→ **Yazılı Talimat A**: Edep üzerine yazıdan "Soracaksınız" ile "bugün kara der!" arasındaki kısmı, bu iki yer de dahil, hiç değiştirmeden yaz.

→ **Metin Parçası**:
========
“Biraz
edepli ol be adam” babından söylenir “Edep ya hu!”
Ve;
“Bir kimse, muhatabı olan birinin sözlerinde, tutum ve davranışlarında edebe
aykırı gördüğü bir durum karşısında, nazikçe kendisini uyarmak istediği zaman
kullanır bu ibareyi. Ona edep dışı davrandığını hatırlatır ve edepli olmaya
davet eder” diye biraz geniş bir tarifi vardır.
O
zaman “Edep” kelimesinin anlamına Türk Dil Kurumu sözlüğünden bakmakta da yarar
var:
-“Toplum
töresine uygun davranma. İyi ahlâk, incelik, terbiye.”
Kitaptaki
tarifine uygun, istismar edilmeden ve de empati yaparak kullanıldıktan sonra
gelin hep beraber söyleyelim:
EDEP
YA HU!
YETER
YAHU!
Soracaksınız
ki; “Niye taktın bu kadar ‘edep’e?”
Nasıl
takmayayım ki?
Ahlâk,
incelik, terbiye, toplum töresi gibi empati yapmasını becerebilen insanlara
uyan hasletleri mealinde bulan bir sözcüğü, bu ülkede en çok bunları rafa
kaldırmış siyaset erbabı kullanıyor ise gel de takma bakayım!
Öyle
bir siyaset erbabı ki;
Kendine
helâl saydığını başkasın haram kılar!
Dün
ak dediğine, bugün kara der!
Yalanı
kendine mubah, topluma günah sayar!
İyilikleri
hep kendine yazar, kötülükleri karşıya kayıt eder!
Bunca
hezeyana rağmen, iki de bir yine aynı teraneyi çekerek karşısındakini rencide
etmeye çalışır durur!
Halkta,
kendinin “Doğrucu Davut”, karşısındakilerin “Yanlış Mahmut” oldukları algısı
yaratmak için elinden ne geliyorsa yapar!
Yapar
yapar da; yine de bu işi cümle alemin gözünün içine baka baka sürdürür!
Yetmedi
mi?
Hep
birlikte bağıralım:
“YETER
YAHU!
SUSUN
YAHU!
Birlik
ve beraberliğe en çok muhtaç olduğumuz kara, kapkara günlerin içinde cümle ahali
can korkusu yaşarken; dünya birbirinden medet umarken!
========
→ **Bir veri kümesinden alıntı**:

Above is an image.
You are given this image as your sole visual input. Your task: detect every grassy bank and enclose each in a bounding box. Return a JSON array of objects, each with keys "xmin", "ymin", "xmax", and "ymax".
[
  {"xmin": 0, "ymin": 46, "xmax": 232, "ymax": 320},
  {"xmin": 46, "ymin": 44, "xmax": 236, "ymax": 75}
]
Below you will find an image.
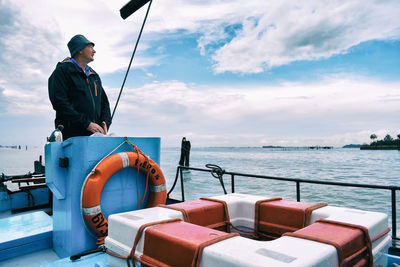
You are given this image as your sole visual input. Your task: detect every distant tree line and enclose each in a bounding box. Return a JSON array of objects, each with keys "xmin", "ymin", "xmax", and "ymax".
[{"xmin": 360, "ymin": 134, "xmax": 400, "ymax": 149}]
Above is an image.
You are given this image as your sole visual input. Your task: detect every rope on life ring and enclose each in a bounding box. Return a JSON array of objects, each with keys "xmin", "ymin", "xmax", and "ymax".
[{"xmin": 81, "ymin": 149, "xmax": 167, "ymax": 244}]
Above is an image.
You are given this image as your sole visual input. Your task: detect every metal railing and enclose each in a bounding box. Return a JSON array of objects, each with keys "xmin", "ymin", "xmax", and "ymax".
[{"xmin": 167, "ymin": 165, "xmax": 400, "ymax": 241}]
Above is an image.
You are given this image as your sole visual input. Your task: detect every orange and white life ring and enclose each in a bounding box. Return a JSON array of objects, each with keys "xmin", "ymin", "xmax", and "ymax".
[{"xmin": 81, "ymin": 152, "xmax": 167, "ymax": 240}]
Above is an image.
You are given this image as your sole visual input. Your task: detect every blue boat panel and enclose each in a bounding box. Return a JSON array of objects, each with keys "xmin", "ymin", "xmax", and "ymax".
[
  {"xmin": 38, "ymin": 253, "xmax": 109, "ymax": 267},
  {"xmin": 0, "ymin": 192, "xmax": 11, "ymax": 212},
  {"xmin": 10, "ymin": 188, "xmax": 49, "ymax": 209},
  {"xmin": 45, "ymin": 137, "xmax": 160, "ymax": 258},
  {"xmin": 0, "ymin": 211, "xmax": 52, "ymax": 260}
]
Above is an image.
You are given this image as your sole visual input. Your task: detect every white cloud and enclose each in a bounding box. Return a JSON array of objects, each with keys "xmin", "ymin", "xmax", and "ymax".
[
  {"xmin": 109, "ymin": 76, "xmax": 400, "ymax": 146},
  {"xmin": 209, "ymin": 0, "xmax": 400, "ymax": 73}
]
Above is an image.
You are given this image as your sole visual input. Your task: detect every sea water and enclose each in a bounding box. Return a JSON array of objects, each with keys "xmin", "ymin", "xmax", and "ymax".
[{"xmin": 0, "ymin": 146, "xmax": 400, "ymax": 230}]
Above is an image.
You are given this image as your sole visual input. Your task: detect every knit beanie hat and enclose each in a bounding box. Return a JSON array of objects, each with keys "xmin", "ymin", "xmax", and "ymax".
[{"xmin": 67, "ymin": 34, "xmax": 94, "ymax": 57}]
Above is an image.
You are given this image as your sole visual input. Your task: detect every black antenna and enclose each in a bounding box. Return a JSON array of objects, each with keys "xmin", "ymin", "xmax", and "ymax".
========
→ **Yazılı Talimat B**: Kayıtlarda "life" kelimesinin geçtiği satırları say ve yalnızca sayıyı yaz. Büyük ve küçük harf ayrımına dikkat et.

→ **Cevap A**:
Soracaksınız
ki; “Niye taktın bu kadar ‘edep’e?”
Nasıl
takmayayım ki?
Ahlâk,
incelik, terbiye, toplum töresi gibi empati yapmasını becerebilen insanlara
uyan hasletleri mealinde bulan bir sözcüğü, bu ülkede en çok bunları rafa
kaldırmış siyaset erbabı kullanıyor ise gel de takma bakayım!
Öyle
bir siyaset erbabı ki;
Kendine
helâl saydığını başkasın haram kılar!
Dün
ak dediğine, bugün kara der!

→ **Cevap B**: 2